▶ **REQUEST**: Please list each line in the data that contains the word "polygon", treating uppercase and lowercase as different.

:: RECORDS PROVIDED ::

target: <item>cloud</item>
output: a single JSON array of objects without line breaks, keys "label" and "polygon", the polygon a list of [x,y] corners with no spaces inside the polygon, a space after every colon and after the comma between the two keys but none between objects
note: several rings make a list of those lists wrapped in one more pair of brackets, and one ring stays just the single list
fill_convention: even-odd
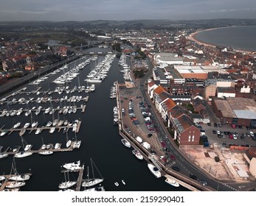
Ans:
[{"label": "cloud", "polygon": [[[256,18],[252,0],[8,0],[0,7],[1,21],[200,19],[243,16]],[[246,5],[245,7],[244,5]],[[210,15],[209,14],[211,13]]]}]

:::
:: RECORDS PROVIDED ::

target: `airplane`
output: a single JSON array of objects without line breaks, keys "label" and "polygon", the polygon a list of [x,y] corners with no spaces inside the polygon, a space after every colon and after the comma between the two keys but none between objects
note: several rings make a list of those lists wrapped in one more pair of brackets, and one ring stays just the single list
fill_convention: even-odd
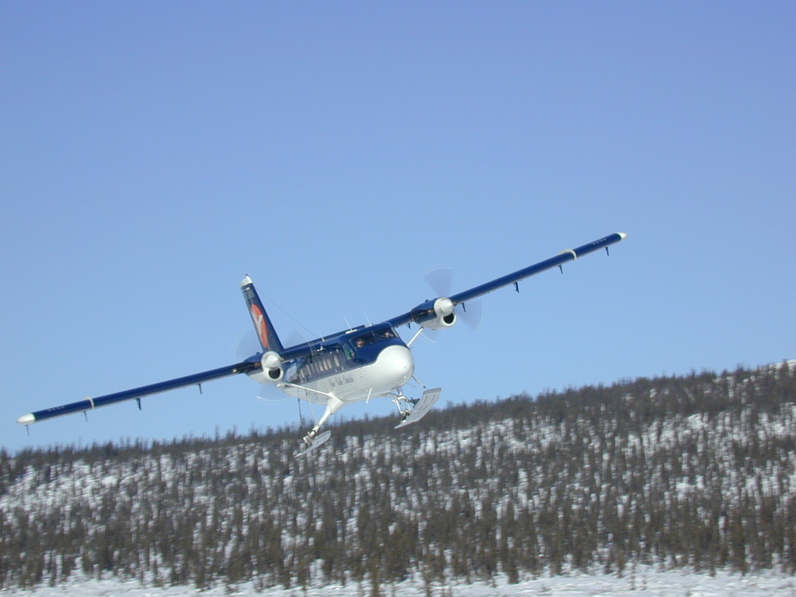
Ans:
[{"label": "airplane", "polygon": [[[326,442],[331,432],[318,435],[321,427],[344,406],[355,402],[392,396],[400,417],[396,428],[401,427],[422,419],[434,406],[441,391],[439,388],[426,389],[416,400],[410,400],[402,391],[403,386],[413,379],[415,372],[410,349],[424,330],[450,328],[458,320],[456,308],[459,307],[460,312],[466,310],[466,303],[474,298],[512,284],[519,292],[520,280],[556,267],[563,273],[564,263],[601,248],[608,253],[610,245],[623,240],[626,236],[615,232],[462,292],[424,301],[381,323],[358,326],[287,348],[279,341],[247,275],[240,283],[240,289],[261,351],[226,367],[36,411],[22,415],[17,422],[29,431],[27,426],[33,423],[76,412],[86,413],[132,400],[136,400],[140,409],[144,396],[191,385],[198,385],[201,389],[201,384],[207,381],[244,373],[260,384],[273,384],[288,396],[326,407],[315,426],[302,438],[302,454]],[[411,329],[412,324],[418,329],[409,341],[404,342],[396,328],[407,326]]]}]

:::

▶ **RESULT OF THE EXERCISE**:
output: a single JSON array of objects without line breaks, keys "label" and "polygon", the polygon a list of [x,y] corners with no spaces inside the polygon, a space after every colon and after the comma between the two keys but none between objects
[{"label": "cloud", "polygon": [[[256,18],[252,0],[8,0],[0,7],[1,21],[200,19],[243,16]],[[246,5],[245,7],[244,5]],[[210,15],[209,14],[211,13]]]}]
output: a single JSON array of objects without line breaks, keys "label" and "polygon", the polygon a list of [x,y] corners with no spaces inside the polygon, a space after every colon and after the comma between the two keys but none between objects
[{"label": "airplane", "polygon": [[[326,442],[331,432],[318,435],[321,427],[344,406],[355,402],[392,396],[400,417],[396,428],[401,427],[422,419],[434,406],[441,391],[439,388],[426,389],[416,400],[410,400],[402,391],[403,386],[413,379],[415,372],[410,349],[424,330],[450,328],[458,320],[456,308],[459,307],[460,312],[466,310],[466,303],[474,298],[512,284],[519,292],[520,280],[556,267],[563,273],[564,263],[601,248],[608,253],[610,245],[623,240],[626,236],[615,232],[462,292],[424,301],[381,323],[358,326],[287,348],[279,341],[247,275],[240,283],[240,289],[261,351],[226,367],[36,411],[22,415],[17,422],[29,431],[27,426],[33,423],[76,412],[86,413],[132,400],[136,400],[140,409],[144,396],[191,385],[198,385],[201,389],[201,384],[207,381],[244,373],[260,384],[273,384],[288,396],[326,407],[315,426],[302,438],[302,454]],[[411,329],[412,324],[418,329],[409,341],[404,342],[396,328],[407,326]]]}]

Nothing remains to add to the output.